BEGIN QUOTED PASSAGE
Inspired by recent research work, a carbon-based solid acid catalyst with cellulose as a precursor was synthesized by a hydrothermal method and selected as an environmentally friendly and recyclable catalyst in sorbitol dehydration into isosorbide under solvent-free experimental conditions. Characterizations such as BET, XPS, TG, SEM, FT-IR and pyridine adsorption were further conducted to construct a relationship between the catalyst structural properties and its catalytic performance. The as-prepared solid acid exhibited promising properties with high isosorbide selectivity and stability. This study might shed light on the development of more efficient solid acid catalysts for the production of high value chemicals from biomass and/or biomass-derived feedstocks.

2. Experimental

2.1 Chemicals and reagents

Both microcrystalline cellulose and commercial niobic acid were purchased from Shanghai Aladdin Industrial Co. Ltd. All other chemicals were supplied by Tianjin Kermel Chemical Reagent Co. Ltd. and used without further purification.

2.2 Catalyst preparation

The cellulose-derived carbonaceous solid acid catalyst was synthesized by hydrothermal carbonization and sulfonation of microcrystalline cellulose. Typically, 3.0 g microcrystalline cellulose (50 μm) was first added into 60 mL deionized water under magnetic stirring. The resulting liquid mixture was then transferred to a Teflon-lined stainless steel autoclave (100 mL), heated to 230 °C and kept at this temperature for 2 h at autogenous pressure. After quickly cooling the autoclave to room temperature, the collected precipitate was repeatedly washed with hot water and dried overnight at 90 °C. The obtained black solid was then dispersed in 150 mL of concentrated sulfuric acid (>96%), heated to 150 °C and maintained at this temperature for 6 h with a continuous N₂ flow (30 mL min⁻¹) to introduce –SO₃H functional groups. After quenching to room temperature, 1000 mL deionized water was slowly added into the liquid mixture and filtration was performed. Finally, the filtered black precipitate was thoroughly washed with hot deionized water until no sulfate ions were detected in the effluent. The resulting material was dried in a vacuum oven at 60 °C for 12 h. The as-prepared cellulose-derived solid acid catalyst is denoted as CCS in the following discussion.

2.3 Catalyst characterization

The specific surface area of the catalyst was measured by the BET (Brunauer–Emmett–Teller) method. The measurement was conducted on an ASAP 2010 Micromeritics apparatus and consisted of nitrogen adsorption at −193 °C. Prior to measurement, the sample was first outgassed at 300 °C for 3 h under N₂ flow (50 mL min⁻¹).

Raman spectra were obtained using a Jobin-Yvon T64000 spectrometer with an Ar ion laser as the illumination source (532.08 nm) and a CCD detector cooled at −196 °C. The Raman spectra of the catalysts were recorded with the laser power below 0.7 mV in order to avoid laser heating influences.
END QUOTED PASSAGE
## REQUIRED WORK
- A) In the catalyst synthesis text, rewrite the stretch from "Both microcrystalline cellulose" through "without further purification.", swapping "purchased" for "obtained".
- B) Write the next part of the catalyst synthesis text, picking up after its final sentence.
BEGIN RECORD LIST
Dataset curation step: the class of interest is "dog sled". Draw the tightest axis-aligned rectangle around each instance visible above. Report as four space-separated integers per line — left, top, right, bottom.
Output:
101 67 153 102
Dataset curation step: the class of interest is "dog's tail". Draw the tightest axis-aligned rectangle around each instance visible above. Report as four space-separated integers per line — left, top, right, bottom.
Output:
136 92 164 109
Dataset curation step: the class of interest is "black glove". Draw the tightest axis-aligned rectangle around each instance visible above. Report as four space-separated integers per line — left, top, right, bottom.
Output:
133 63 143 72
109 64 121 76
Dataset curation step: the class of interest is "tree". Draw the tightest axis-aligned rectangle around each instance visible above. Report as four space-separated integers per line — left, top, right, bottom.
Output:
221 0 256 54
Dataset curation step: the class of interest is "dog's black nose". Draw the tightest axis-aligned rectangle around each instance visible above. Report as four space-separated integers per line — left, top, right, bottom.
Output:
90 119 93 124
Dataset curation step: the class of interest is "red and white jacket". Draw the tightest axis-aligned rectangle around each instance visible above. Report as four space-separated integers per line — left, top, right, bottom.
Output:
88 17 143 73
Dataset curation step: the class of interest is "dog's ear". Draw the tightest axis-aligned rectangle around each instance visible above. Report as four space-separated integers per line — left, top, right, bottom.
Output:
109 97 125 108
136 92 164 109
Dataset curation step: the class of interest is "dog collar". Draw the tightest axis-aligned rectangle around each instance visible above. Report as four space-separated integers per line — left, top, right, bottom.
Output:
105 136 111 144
END RECORD LIST
## ANSWERS PER TASK
- A)
Both microcrystalline cellulose and commercial niobic acid were obtained from Shanghai Aladdin Industrial Co. Ltd. All other chemicals were supplied by Tianjin Kermel Chemical Reagent Co. Ltd. and used without further purification.

- B)
The surface morphology and elemental mapping of the investigated catalyst were studied by scanning electron microscopy (SEM) on a JEOL JSM-6460LV equipped with energy-dispersive X-ray detection. The operational acceleration voltage was 15 kV. The sample was sputter coated with gold for 1 min before SEM characterization.

Thermogravimetric analysis (TGA) measurements were conducted on a TDA Q50 instrument in a N₂ flow (50 mL min⁻¹). The catalyst (10 mg) was placed in a quartz crucible and the temperature was increased from room temperature to 600 °C at a heating rate of 10 °C min⁻¹.

X-ray photoelectron spectroscopy (XPS) was conducted using an ESCALAB 250 spectrometer equipped with an Mg-K_α X-ray source operating at 100 W. The charging effect was corrected by referencing the binding energy of C1s at 284.8 eV.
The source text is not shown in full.